**Required work:** Can you give all the records again without altering a single character?

**Records to use:**
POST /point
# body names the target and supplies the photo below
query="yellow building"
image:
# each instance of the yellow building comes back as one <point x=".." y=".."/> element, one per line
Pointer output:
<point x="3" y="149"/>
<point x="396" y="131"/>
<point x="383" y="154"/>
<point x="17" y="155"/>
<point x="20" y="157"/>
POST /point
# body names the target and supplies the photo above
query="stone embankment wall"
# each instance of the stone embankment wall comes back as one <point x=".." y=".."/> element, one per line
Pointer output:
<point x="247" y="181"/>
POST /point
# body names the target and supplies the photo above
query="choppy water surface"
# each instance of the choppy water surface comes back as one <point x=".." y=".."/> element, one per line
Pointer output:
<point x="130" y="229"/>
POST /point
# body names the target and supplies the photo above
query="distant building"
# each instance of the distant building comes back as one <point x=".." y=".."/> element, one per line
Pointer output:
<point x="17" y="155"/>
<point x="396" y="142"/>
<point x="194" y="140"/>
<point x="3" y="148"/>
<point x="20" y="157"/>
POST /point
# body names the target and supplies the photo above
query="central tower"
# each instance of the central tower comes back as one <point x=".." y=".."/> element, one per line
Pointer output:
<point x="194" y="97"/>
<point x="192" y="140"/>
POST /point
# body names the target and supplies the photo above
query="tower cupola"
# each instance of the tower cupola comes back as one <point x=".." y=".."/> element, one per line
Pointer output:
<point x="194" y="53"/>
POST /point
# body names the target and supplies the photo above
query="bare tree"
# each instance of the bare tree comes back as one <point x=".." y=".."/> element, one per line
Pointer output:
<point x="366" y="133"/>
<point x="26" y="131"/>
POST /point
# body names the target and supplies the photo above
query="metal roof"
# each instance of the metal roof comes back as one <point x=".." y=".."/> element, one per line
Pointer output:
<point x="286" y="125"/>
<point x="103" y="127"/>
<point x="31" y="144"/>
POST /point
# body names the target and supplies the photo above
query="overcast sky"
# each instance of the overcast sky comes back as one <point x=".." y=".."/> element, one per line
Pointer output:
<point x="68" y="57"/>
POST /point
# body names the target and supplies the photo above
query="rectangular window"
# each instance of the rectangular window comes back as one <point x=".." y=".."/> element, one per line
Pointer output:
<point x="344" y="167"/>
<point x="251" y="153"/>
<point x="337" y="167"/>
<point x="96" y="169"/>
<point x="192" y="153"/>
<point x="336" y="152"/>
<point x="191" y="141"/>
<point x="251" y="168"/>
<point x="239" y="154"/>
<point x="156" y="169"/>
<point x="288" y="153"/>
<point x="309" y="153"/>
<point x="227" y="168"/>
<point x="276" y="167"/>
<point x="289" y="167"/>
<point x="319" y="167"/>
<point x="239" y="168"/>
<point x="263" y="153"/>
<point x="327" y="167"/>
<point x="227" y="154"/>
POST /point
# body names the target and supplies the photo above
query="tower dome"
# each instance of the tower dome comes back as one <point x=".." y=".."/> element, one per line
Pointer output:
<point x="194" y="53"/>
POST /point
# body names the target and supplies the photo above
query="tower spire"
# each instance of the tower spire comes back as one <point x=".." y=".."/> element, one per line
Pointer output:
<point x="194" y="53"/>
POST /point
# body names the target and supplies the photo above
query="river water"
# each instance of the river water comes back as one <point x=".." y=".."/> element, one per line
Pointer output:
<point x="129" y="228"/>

**Response to this exercise:**
POST /point
# body names the target and supplies the photo below
query="yellow building"
image:
# each instance of the yellow building comes back as one <point x=".." y=".."/> element, one per line
Pointer output:
<point x="3" y="149"/>
<point x="396" y="131"/>
<point x="383" y="154"/>
<point x="17" y="155"/>
<point x="20" y="157"/>
POST /point
# body names the target and supplies the photo above
query="stone embankment wall"
# each instance of the stone embankment wall comes back as one <point x=".." y=".."/> element, one per line
Pointer output:
<point x="247" y="181"/>
POST /point
# body names the target and supplies the photo above
query="choppy water surface"
# each instance of the choppy water surface comes back as one <point x=".." y=".."/> element, one per line
Pointer output:
<point x="130" y="229"/>
POST /point
# body names the target and supplies the photo above
query="distant building"
# each instance of the distant building comes back as one <point x=".." y=".."/> element, one per line
Pointer output:
<point x="17" y="155"/>
<point x="396" y="142"/>
<point x="194" y="140"/>
<point x="3" y="148"/>
<point x="20" y="157"/>
POST /point
# body names the target and supplies the photo above
query="central tower"
# each instance of the central tower comes back as one <point x=".." y=".."/> element, one per line
Pointer output:
<point x="194" y="97"/>
<point x="192" y="140"/>
POST /point
# body names the target and supplies the photo above
query="tower cupola"
# each instance of the tower cupola comes back as one <point x=".." y=".."/> element, one per line
Pointer output:
<point x="194" y="53"/>
POST /point
# body names the target and supplies the photo above
query="bare tree"
# each instance of the bare tree comes back as one <point x=".." y=".."/> element, one per line
Pointer output:
<point x="366" y="133"/>
<point x="26" y="131"/>
POST /point
# body names the target and supplies the photo above
query="metal roof"
# each instance of the metal roof comes back as one <point x=".." y=".."/> element, one per line
Pointer output:
<point x="286" y="125"/>
<point x="103" y="127"/>
<point x="31" y="144"/>
POST /point
# body names the target and supplies the photo above
query="overcast sky"
# each instance of the overcast sky comes back as one <point x=".." y=".."/> element, one per line
Pointer output:
<point x="68" y="57"/>
POST /point
# body names the target and supplies the photo above
query="rectangular window"
# each instance of the rectangular window comes back as one <point x=".." y=".."/> element, one per line
Pointer output:
<point x="344" y="167"/>
<point x="251" y="153"/>
<point x="337" y="167"/>
<point x="96" y="169"/>
<point x="192" y="153"/>
<point x="336" y="152"/>
<point x="191" y="141"/>
<point x="251" y="168"/>
<point x="239" y="154"/>
<point x="156" y="169"/>
<point x="288" y="153"/>
<point x="309" y="153"/>
<point x="227" y="168"/>
<point x="276" y="167"/>
<point x="289" y="167"/>
<point x="319" y="167"/>
<point x="239" y="168"/>
<point x="263" y="153"/>
<point x="327" y="167"/>
<point x="227" y="154"/>
POST /point
# body names the target and supplies the photo above
query="tower dome"
# each instance of the tower dome comes back as one <point x=".." y=".."/> element, one per line
Pointer output:
<point x="194" y="53"/>
POST /point
# body names the target and supplies the photo above
query="tower spire"
# each instance of the tower spire comes back as one <point x=".." y=".."/> element, one per line
Pointer output:
<point x="194" y="53"/>
POST /point
# body names the target and supplies the photo above
query="river water"
# each instance of the river water comes back as one <point x=".." y=".."/> element, one per line
Pointer output:
<point x="129" y="228"/>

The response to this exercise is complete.